TASK INSTRUCTIONS
Please format the lines below as a JSON list of strings, with one string for each line and any blank lines left out.

****************

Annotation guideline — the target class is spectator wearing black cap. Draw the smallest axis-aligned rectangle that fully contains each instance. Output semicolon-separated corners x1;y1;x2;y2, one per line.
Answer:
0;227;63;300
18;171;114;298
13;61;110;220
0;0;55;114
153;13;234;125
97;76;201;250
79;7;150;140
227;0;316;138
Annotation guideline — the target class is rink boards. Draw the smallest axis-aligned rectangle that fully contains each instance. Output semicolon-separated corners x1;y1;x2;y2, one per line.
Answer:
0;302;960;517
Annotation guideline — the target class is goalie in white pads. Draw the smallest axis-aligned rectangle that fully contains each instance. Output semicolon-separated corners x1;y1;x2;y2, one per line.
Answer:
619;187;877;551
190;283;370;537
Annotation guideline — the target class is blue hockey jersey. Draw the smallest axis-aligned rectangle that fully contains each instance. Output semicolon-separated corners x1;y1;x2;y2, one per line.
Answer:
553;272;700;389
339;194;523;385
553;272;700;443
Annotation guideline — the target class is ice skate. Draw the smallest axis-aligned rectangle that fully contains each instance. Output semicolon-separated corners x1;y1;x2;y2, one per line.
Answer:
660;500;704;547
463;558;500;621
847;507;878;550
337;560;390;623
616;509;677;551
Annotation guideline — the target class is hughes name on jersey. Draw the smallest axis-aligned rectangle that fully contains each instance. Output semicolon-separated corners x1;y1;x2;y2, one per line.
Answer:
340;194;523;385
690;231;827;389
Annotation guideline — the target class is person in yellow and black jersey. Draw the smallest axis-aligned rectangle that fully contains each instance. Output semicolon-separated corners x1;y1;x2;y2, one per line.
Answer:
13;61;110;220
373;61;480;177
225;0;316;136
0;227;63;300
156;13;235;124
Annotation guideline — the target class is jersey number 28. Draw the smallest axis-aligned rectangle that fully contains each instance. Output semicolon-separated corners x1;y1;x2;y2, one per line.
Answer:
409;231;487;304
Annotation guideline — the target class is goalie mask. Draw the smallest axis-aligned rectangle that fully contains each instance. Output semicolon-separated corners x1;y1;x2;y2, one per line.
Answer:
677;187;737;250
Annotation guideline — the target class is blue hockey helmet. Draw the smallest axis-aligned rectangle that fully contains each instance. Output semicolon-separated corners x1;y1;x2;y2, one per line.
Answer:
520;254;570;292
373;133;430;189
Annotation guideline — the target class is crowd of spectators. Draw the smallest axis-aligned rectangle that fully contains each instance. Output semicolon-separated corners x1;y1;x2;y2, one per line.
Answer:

****************

RESPONSE
[
  "Annotation guideline — the target class is spectator wearing black cap. Draw the smallest axis-aligned rectangle that fully contains each instance. Output semicolon-separated corners x1;y1;x2;y2, one per line.",
  "Answer:",
  "0;227;63;300",
  "18;171;114;298",
  "13;61;110;220",
  "0;0;55;114",
  "153;13;234;125",
  "97;76;201;250",
  "79;7;150;140",
  "227;0;316;138",
  "Annotation guideline — the target class is rink boards. Draw the smallest axis-aligned rectangle that fully contains each instance. Output semicolon-separated corners x1;y1;x2;y2, one per line.",
  "Answer:",
  "0;302;960;517",
  "Annotation guideline — the target class is goalie in white pads. Draw the smallest axis-aligned rectangle that fully contains each instance. Output semicolon-separated corners x1;y1;x2;y2, one per line.",
  "Answer:",
  "619;187;877;551",
  "190;283;370;537",
  "Annotation guideline — the target class is blue hockey jersey. Draw the smallest axis-aligned rectangle that fully contains each instance. Output semicolon-separated corners x1;y1;x2;y2, one per line.",
  "Answer:",
  "553;272;700;389",
  "339;194;523;385",
  "553;272;700;443",
  "Annotation guideline — the target class is ice skate. Draw the smallest axis-aligned rectangle that fully contains each instance. Output semicolon-separated corners x1;y1;x2;y2, one per line.",
  "Answer:",
  "660;500;704;547",
  "463;558;500;621",
  "847;507;878;550",
  "337;560;390;623",
  "616;509;677;551",
  "Annotation guideline — the target class is hughes name on jersey. Draw the smallest axis-aligned rectangle that fully contains each instance. Output semicolon-separated corners x1;y1;x2;y2, one per line.",
  "Answer:",
  "340;194;523;385",
  "690;231;827;389",
  "Annotation guideline — the target class is person in yellow and black jersey. Draw the smallest axis-aligned rectangle that fully contains each instance. Output semicolon-separated corners x1;y1;x2;y2, one per line.",
  "Answer:",
  "13;61;110;220",
  "373;61;480;177",
  "225;0;316;136",
  "0;227;63;300",
  "156;13;235;124",
  "Annotation guideline — the target class is jersey number 28. Draw the smallest axis-aligned rectangle that fully contains each instance. Output semicolon-separated corners x1;y1;x2;y2, one per line.",
  "Answer:",
  "409;231;487;304",
  "Annotation guideline — the target class is goalie mask. Draw the smallest axis-aligned rectangle that fully contains each instance. Output semicolon-separated corners x1;y1;x2;y2, one per line.",
  "Answer:",
  "677;187;737;250",
  "Annotation guideline — the target class is blue hockey helmet. Draw the smallest axis-aligned rectangle that fully contains each instance. Output semicolon-separated corners x1;y1;x2;y2, one per line.",
  "Answer:",
  "520;254;570;292",
  "373;133;430;189",
  "Annotation guideline — the target class is crowd of spectators. Draw the smallest axis-aligned rectangle that fully contains each instance. Output semicolon-separated corners x1;y1;x2;y2, one per line.",
  "Answer:"
]